Texto para leitura:

Johan Moritz Rugendas - 1820 

Johan Moritz Rugendas - Derrubada da flo

Derrubada de uma floresta 

Johan Moritz Rugendas - 1835 

Em 1860 o assunto da falta de água ganhou especial atenção e, após o debate entre os cientistas do Imperial Instituto, concluiu-se que a causa do problema era o desmatamento das florestas. Assim, em 1861, D. Pedro II declara o Maciço da Tijuca como Floresta Protetora e tem início um processo de desapropriação de chácaras e fazendas a fim de permitir o reflorestamento e a regeneração natural da floresta.  Desta forma, a Floresta da Tijuca, instituída e protegida por um decreto, passou a ser talvez a área de proteção ambiental mais antiga do mundo, anterior ao Parque Yellowstone, o Primeiro Parque Nacional, que foi criado em 1872 nos Estados Unidos.

Exercícios:
A - Edite o texto sobre a Floresta da Tijuca e transcreva o trecho entre "Johan Moritz Rugendas - 1835" e "nos Estados Unidos.", inclusive, com "cientistas" trocado por "estudiosos".
B - No texto sobre a Floresta da Tijuca, a que se concluiu ser a causa da falta de água após o debate no Imperial Instituto?

(Anotações de pontos em fotos)
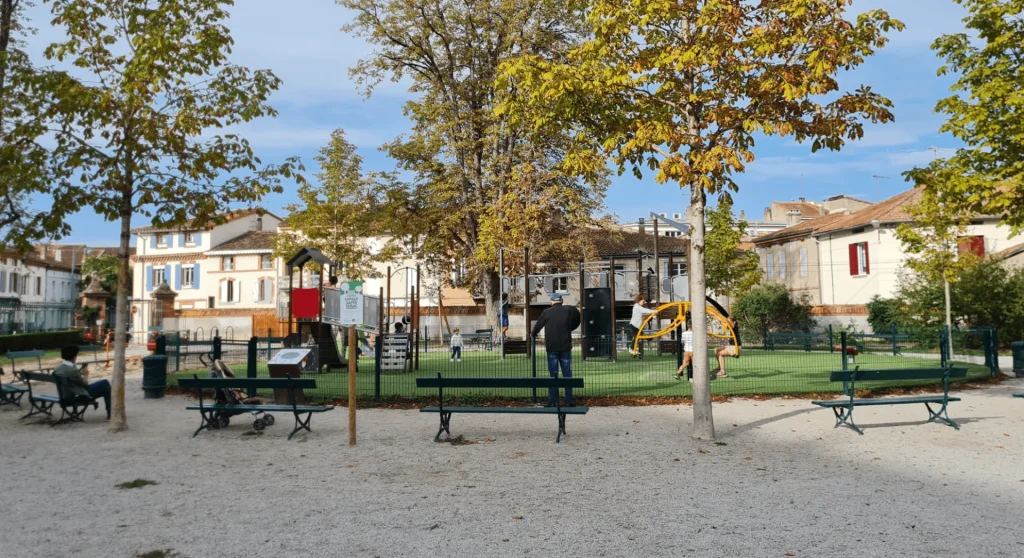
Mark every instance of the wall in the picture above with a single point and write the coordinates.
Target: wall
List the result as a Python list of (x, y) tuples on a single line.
[(887, 260)]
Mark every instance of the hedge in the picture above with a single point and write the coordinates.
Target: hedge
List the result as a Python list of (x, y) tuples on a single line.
[(41, 341)]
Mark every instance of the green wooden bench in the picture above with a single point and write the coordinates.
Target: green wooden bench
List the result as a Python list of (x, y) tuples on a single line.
[(72, 406), (843, 408), (444, 412), (216, 416)]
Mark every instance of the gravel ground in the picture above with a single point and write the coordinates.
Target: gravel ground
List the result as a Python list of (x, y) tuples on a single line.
[(628, 481)]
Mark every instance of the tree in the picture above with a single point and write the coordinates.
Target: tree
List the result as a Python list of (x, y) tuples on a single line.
[(683, 87), (105, 267), (986, 176), (152, 78), (476, 174), (730, 271), (336, 215), (933, 239)]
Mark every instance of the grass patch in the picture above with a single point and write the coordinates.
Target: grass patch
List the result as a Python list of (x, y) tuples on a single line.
[(137, 483)]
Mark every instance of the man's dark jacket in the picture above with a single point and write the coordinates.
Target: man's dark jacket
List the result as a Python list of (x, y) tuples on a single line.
[(558, 323)]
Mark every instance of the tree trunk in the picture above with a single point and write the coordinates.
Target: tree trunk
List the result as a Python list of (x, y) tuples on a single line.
[(119, 420), (704, 425)]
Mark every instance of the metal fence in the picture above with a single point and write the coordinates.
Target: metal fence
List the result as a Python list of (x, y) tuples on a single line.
[(787, 363)]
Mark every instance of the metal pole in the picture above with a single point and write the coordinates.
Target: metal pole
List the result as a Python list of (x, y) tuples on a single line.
[(611, 284), (351, 385)]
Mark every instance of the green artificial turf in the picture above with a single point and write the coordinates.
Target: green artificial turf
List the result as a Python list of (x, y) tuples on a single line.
[(756, 372)]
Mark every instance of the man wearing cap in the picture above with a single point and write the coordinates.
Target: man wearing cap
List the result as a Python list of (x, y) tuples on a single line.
[(558, 323)]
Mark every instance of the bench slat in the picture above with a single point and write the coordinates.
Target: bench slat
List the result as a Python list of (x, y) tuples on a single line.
[(512, 410), (541, 383), (885, 400), (896, 374), (242, 383), (248, 408)]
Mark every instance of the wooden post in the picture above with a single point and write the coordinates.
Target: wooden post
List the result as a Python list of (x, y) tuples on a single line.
[(611, 284), (351, 385), (526, 292)]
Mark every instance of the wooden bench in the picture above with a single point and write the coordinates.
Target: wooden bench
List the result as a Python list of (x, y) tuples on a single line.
[(444, 412), (217, 416), (72, 406), (843, 408)]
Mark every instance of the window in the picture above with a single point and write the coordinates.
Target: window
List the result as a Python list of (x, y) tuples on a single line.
[(859, 264), (264, 290), (971, 245), (187, 276), (228, 291)]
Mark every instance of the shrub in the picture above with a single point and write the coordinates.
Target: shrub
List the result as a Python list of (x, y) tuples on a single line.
[(41, 341)]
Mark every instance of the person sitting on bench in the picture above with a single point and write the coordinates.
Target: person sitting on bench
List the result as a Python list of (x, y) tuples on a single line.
[(77, 381)]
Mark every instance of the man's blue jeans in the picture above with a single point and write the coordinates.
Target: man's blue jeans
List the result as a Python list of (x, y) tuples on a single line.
[(101, 389), (554, 359)]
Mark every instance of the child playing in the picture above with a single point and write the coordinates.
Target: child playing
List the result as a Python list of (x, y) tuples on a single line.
[(456, 346), (687, 354)]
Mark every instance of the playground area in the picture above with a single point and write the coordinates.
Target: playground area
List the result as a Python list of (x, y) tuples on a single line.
[(627, 481)]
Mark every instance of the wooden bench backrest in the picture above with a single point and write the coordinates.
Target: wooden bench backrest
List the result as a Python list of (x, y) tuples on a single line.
[(37, 354), (244, 383), (896, 374), (500, 382)]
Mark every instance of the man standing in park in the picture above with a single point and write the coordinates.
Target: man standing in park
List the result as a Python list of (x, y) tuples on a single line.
[(78, 381), (558, 323)]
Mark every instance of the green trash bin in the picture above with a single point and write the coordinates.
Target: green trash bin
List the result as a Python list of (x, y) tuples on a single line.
[(154, 376), (1017, 348)]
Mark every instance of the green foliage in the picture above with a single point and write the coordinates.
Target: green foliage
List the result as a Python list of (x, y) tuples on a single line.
[(986, 176), (479, 180), (105, 267), (336, 215), (773, 301), (883, 312), (39, 341), (730, 270)]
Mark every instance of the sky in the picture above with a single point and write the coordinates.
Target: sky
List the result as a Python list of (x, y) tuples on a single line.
[(305, 47)]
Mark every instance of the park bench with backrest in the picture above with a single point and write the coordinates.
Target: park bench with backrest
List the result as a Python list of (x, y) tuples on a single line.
[(444, 412), (72, 406), (216, 416), (10, 393), (843, 408)]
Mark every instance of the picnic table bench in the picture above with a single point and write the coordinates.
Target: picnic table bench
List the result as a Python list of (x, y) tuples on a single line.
[(444, 412), (843, 408), (72, 406), (216, 416)]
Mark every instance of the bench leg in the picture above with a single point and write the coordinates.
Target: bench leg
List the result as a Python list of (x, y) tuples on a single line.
[(940, 415), (300, 424), (844, 416), (39, 408), (445, 421)]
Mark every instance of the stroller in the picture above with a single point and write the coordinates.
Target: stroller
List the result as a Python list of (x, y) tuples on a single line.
[(232, 396)]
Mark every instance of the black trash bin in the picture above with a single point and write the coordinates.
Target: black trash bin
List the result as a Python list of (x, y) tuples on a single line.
[(154, 376), (1017, 348)]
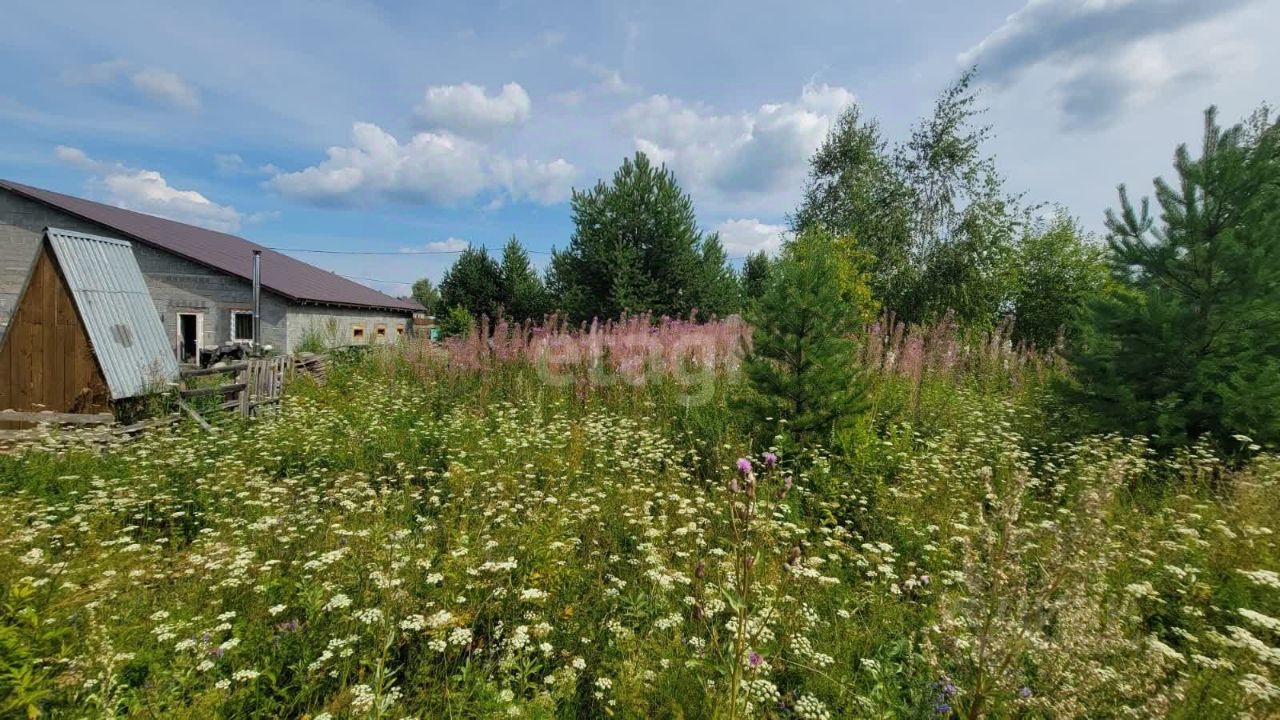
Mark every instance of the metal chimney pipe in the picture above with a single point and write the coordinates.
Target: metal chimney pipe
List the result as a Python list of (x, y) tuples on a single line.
[(257, 297)]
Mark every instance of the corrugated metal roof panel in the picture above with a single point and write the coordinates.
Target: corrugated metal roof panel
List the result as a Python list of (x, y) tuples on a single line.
[(222, 251), (114, 302)]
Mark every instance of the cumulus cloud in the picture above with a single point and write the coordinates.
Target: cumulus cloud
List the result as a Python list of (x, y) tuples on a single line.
[(74, 156), (745, 236), (1106, 55), (758, 151), (448, 245), (432, 167), (467, 109), (159, 86), (147, 191), (608, 80)]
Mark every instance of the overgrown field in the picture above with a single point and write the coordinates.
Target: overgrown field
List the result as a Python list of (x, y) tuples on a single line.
[(416, 541)]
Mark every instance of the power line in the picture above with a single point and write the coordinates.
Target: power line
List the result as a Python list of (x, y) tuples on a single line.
[(388, 251), (416, 251)]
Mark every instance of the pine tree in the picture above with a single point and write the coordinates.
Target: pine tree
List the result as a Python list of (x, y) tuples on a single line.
[(525, 295), (754, 278), (636, 247), (474, 283), (1189, 343), (801, 365), (426, 295)]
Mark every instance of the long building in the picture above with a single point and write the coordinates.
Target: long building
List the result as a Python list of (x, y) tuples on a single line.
[(200, 279)]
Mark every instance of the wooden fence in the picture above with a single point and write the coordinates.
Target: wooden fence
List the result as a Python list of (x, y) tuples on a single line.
[(246, 387)]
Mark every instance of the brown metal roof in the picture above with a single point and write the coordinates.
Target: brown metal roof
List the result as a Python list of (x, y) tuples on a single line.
[(220, 251)]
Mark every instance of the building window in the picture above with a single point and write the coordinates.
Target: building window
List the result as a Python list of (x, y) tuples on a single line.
[(242, 326)]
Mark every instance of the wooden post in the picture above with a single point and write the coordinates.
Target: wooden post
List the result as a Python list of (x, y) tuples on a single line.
[(243, 393)]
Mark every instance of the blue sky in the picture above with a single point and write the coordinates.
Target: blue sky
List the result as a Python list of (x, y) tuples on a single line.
[(425, 126)]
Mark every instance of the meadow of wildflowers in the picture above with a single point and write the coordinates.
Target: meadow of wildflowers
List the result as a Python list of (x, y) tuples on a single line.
[(457, 536)]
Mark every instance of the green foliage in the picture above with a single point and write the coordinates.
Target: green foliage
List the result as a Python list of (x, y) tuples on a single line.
[(416, 540), (426, 295), (525, 296), (801, 367), (931, 212), (1059, 273), (456, 322), (636, 247), (754, 277), (475, 282), (1191, 345)]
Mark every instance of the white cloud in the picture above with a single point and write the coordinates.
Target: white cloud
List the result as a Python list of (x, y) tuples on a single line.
[(448, 245), (156, 85), (608, 80), (568, 99), (147, 191), (167, 89), (74, 156), (1109, 57), (745, 236), (764, 150), (467, 109), (433, 167)]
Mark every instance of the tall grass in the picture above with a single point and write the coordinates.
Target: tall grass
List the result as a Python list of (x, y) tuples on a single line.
[(449, 534)]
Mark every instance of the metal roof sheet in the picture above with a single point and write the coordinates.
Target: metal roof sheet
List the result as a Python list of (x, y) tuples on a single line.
[(222, 251), (117, 310)]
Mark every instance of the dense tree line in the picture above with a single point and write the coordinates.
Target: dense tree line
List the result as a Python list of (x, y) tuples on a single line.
[(1171, 324)]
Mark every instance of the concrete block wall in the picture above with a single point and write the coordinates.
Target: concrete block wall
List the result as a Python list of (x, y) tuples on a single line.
[(334, 326), (178, 285), (22, 226), (181, 286)]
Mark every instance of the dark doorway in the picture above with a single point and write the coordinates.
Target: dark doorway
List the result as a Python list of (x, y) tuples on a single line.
[(188, 337)]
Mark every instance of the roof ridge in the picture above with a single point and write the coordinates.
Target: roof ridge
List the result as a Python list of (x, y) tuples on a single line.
[(225, 253)]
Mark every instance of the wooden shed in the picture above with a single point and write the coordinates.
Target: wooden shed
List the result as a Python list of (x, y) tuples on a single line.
[(83, 332)]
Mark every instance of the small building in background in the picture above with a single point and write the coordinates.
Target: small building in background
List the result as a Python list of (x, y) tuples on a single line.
[(200, 279), (83, 332)]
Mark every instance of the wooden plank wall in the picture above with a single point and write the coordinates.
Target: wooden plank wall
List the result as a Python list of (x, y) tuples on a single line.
[(46, 361)]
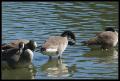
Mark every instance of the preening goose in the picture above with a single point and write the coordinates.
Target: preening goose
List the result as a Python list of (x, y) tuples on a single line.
[(54, 46), (29, 44), (11, 56)]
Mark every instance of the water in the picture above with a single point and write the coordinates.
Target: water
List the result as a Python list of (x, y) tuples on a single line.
[(39, 20)]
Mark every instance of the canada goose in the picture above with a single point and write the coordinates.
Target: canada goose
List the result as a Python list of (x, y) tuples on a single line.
[(11, 56), (26, 56), (55, 45), (29, 44), (106, 39)]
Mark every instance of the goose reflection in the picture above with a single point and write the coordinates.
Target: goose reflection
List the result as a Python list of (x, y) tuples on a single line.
[(103, 56), (56, 68), (19, 73)]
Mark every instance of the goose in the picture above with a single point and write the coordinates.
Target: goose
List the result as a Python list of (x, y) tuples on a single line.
[(54, 46), (106, 39), (30, 44), (11, 56)]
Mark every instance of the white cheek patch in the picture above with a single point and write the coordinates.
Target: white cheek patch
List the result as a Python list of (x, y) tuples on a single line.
[(30, 53), (51, 50), (35, 44)]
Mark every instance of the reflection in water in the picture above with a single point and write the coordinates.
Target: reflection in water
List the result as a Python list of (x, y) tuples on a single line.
[(39, 20), (19, 73), (57, 69), (104, 56)]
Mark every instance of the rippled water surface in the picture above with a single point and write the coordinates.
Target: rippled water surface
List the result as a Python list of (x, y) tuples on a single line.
[(39, 20)]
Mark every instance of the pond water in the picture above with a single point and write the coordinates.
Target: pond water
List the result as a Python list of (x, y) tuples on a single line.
[(39, 20)]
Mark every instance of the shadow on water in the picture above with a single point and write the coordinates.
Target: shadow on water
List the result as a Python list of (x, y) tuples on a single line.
[(19, 73), (55, 68)]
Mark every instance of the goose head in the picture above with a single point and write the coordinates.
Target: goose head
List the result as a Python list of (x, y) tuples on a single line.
[(31, 45), (70, 36), (109, 29)]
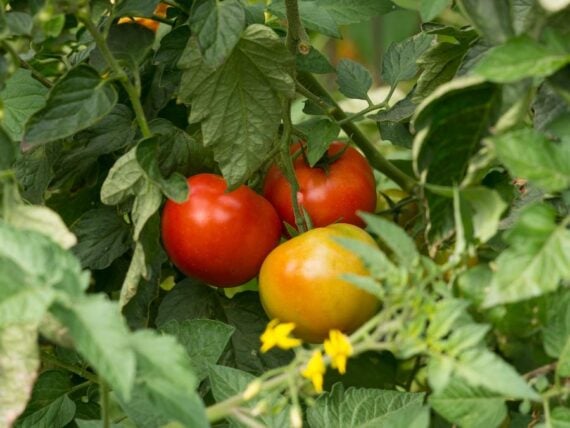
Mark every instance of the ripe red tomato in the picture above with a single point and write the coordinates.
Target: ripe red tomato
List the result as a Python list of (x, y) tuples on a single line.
[(300, 282), (219, 237), (329, 195)]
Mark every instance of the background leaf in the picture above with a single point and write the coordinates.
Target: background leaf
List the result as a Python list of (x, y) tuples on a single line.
[(469, 407), (77, 101), (218, 27), (353, 79), (238, 117), (520, 58), (529, 154), (399, 62), (360, 407), (22, 97), (491, 19), (204, 340), (536, 260)]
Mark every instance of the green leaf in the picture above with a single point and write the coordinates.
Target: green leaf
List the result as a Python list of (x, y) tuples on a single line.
[(166, 379), (42, 220), (537, 259), (560, 417), (485, 208), (346, 12), (204, 340), (135, 7), (482, 368), (34, 171), (7, 150), (22, 97), (192, 300), (218, 27), (112, 133), (556, 329), (227, 382), (563, 369), (468, 406), (19, 363), (145, 264), (19, 23), (395, 238), (42, 263), (320, 134), (430, 9), (324, 16), (239, 117), (129, 44), (100, 335), (491, 19), (397, 133), (313, 62), (518, 59), (354, 80), (122, 180), (450, 125), (439, 64), (363, 407), (77, 101), (529, 154), (54, 411), (102, 236), (399, 62), (175, 187)]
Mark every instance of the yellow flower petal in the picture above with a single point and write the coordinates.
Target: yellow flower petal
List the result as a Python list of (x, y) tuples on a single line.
[(277, 335), (315, 370), (339, 348)]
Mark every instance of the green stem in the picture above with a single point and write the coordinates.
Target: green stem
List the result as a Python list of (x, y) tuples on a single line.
[(80, 386), (105, 414), (132, 91), (73, 369), (289, 168), (312, 89), (297, 39), (361, 113)]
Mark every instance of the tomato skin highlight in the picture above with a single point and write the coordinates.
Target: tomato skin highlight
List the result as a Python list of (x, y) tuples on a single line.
[(300, 282), (219, 237), (329, 196)]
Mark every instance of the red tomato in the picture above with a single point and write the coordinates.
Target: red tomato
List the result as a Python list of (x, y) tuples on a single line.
[(329, 195), (219, 237)]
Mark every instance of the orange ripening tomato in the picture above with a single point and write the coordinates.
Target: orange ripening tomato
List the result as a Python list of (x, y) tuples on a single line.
[(300, 282), (217, 236), (151, 24), (330, 194)]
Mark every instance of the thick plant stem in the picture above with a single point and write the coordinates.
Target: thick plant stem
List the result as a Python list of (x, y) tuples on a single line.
[(73, 369), (104, 391), (297, 38), (289, 168), (132, 90), (313, 90)]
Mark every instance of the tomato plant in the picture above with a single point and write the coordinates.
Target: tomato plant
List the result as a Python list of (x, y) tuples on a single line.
[(330, 192), (218, 236), (301, 282), (455, 316)]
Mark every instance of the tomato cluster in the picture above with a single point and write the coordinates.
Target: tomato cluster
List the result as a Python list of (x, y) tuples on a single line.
[(226, 238)]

Resultados:
A -
Johan Moritz Rugendas - 1835 

Em 1860 o assunto da falta de água ganhou especial atenção e, após o debate entre os estudiosos do Imperial Instituto, concluiu-se que a causa do problema era o desmatamento das florestas. Assim, em 1861, D. Pedro II declara o Maciço da Tijuca como Floresta Protetora e tem início um processo de desapropriação de chácaras e fazendas a fim de permitir o reflorestamento e a regeneração natural da floresta.  Desta forma, a Floresta da Tijuca, instituída e protegida por um decreto, passou a ser talvez a área de proteção ambiental mais antiga do mundo, anterior ao Parque Yellowstone, o Primeiro Parque Nacional, que foi criado em 1872 nos Estados Unidos.

B - Ao desmatamento das florestas.